• _Written request_: Reproduce verbatim every line from the one that includes "Check that each instance of the grey t-shirt" to the closing line of the entries; omit everything before it.
____________
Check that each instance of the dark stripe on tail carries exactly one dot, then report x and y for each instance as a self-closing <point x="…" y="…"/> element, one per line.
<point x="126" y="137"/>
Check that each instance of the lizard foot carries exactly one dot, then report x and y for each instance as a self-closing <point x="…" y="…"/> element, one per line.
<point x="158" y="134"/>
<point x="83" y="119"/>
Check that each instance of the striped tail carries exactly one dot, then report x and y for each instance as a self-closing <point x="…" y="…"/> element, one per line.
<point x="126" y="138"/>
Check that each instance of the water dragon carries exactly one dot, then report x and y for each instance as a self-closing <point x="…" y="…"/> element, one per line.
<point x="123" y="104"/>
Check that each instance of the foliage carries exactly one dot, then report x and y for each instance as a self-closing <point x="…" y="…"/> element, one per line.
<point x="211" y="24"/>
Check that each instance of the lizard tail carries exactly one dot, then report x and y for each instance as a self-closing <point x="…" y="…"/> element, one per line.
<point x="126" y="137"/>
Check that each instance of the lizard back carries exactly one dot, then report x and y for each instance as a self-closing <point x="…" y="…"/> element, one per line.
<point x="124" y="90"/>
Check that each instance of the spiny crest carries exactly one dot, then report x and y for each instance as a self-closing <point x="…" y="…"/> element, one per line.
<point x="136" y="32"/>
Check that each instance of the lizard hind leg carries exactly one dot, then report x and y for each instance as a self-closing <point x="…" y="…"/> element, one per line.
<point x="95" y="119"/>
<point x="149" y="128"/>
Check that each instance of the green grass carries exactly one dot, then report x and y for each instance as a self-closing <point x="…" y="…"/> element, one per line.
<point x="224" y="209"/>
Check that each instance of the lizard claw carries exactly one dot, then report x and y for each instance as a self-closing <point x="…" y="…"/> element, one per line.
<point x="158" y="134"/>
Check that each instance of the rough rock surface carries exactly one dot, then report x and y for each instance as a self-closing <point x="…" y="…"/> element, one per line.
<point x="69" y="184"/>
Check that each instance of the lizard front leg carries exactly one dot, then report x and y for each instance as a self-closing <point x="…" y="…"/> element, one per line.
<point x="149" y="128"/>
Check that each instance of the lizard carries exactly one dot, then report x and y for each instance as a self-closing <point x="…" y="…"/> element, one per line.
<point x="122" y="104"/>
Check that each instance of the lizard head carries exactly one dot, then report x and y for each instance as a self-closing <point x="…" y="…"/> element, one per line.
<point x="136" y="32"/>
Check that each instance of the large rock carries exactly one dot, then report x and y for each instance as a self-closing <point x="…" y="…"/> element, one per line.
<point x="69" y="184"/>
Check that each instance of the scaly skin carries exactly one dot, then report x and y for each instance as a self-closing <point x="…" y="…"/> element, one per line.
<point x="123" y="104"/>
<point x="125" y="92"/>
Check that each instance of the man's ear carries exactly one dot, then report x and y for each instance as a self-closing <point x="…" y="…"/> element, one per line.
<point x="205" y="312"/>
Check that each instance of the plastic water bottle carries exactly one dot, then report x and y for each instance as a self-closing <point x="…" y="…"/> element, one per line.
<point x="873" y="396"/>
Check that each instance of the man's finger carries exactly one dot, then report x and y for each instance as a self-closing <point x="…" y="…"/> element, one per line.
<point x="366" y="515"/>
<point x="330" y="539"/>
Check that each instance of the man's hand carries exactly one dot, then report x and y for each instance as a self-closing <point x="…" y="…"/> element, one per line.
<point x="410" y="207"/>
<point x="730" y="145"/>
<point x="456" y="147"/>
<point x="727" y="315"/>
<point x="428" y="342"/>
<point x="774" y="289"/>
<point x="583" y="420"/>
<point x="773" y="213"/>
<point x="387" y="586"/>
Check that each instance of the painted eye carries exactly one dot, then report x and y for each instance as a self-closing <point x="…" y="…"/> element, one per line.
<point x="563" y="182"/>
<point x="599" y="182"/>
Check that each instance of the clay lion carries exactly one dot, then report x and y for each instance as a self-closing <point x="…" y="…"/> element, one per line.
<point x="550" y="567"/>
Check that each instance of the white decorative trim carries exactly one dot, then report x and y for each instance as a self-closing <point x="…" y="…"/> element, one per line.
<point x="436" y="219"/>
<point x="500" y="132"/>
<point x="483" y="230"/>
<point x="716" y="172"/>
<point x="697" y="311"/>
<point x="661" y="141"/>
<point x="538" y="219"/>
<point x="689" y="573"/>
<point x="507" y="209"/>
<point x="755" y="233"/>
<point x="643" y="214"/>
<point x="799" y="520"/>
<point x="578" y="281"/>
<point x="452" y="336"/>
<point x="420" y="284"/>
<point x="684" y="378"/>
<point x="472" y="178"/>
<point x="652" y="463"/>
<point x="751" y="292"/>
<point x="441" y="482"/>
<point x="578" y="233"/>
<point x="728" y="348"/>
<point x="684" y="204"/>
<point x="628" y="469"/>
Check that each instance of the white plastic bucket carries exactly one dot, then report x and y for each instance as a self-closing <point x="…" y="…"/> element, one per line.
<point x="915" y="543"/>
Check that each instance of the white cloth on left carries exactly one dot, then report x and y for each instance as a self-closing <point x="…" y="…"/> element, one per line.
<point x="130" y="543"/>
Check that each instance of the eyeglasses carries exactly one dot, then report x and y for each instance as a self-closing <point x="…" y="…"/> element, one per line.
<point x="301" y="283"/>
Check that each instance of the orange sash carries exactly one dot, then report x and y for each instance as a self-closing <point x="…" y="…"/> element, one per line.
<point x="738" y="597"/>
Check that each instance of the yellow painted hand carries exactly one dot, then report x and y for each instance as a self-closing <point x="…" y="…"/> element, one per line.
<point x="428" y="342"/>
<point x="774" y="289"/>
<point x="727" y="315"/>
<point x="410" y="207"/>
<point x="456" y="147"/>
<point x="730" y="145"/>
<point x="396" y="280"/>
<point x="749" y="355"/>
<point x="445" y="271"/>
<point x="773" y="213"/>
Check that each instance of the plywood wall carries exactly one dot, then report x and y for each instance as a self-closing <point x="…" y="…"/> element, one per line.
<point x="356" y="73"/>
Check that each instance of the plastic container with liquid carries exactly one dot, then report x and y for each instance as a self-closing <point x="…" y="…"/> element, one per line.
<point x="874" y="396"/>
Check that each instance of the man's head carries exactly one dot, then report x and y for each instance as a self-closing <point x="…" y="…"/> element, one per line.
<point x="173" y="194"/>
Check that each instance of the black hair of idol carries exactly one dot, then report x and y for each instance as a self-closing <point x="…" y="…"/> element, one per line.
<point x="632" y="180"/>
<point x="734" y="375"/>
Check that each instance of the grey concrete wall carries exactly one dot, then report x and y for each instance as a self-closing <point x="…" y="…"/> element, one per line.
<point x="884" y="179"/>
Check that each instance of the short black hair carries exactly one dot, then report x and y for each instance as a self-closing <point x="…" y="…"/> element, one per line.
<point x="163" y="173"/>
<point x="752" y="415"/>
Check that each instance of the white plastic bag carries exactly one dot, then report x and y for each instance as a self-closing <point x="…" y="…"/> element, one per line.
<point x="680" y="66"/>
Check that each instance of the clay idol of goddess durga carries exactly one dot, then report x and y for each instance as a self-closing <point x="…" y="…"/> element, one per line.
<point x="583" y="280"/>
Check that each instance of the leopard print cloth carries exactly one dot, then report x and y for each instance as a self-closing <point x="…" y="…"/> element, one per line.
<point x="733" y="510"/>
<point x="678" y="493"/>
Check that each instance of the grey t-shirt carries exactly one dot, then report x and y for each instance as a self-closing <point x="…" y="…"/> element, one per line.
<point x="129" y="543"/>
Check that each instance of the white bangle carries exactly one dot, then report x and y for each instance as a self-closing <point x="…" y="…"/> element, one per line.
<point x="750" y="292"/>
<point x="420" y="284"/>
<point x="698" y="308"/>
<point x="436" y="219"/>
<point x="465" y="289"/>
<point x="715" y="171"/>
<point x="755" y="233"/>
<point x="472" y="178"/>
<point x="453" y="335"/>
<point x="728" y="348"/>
____________
• _Complete output_:
Check that each instance of the grey t-shirt carries exactly one dot, then report x and y for each instance as a self-closing <point x="…" y="…"/> element, one per line.
<point x="129" y="543"/>
Check that each instance of the white bangle carries exactly one dot, then report x and y for each instance as a self-closing <point x="…" y="…"/> element, one per line.
<point x="750" y="292"/>
<point x="420" y="284"/>
<point x="698" y="308"/>
<point x="436" y="219"/>
<point x="465" y="289"/>
<point x="715" y="171"/>
<point x="755" y="233"/>
<point x="472" y="178"/>
<point x="453" y="335"/>
<point x="728" y="348"/>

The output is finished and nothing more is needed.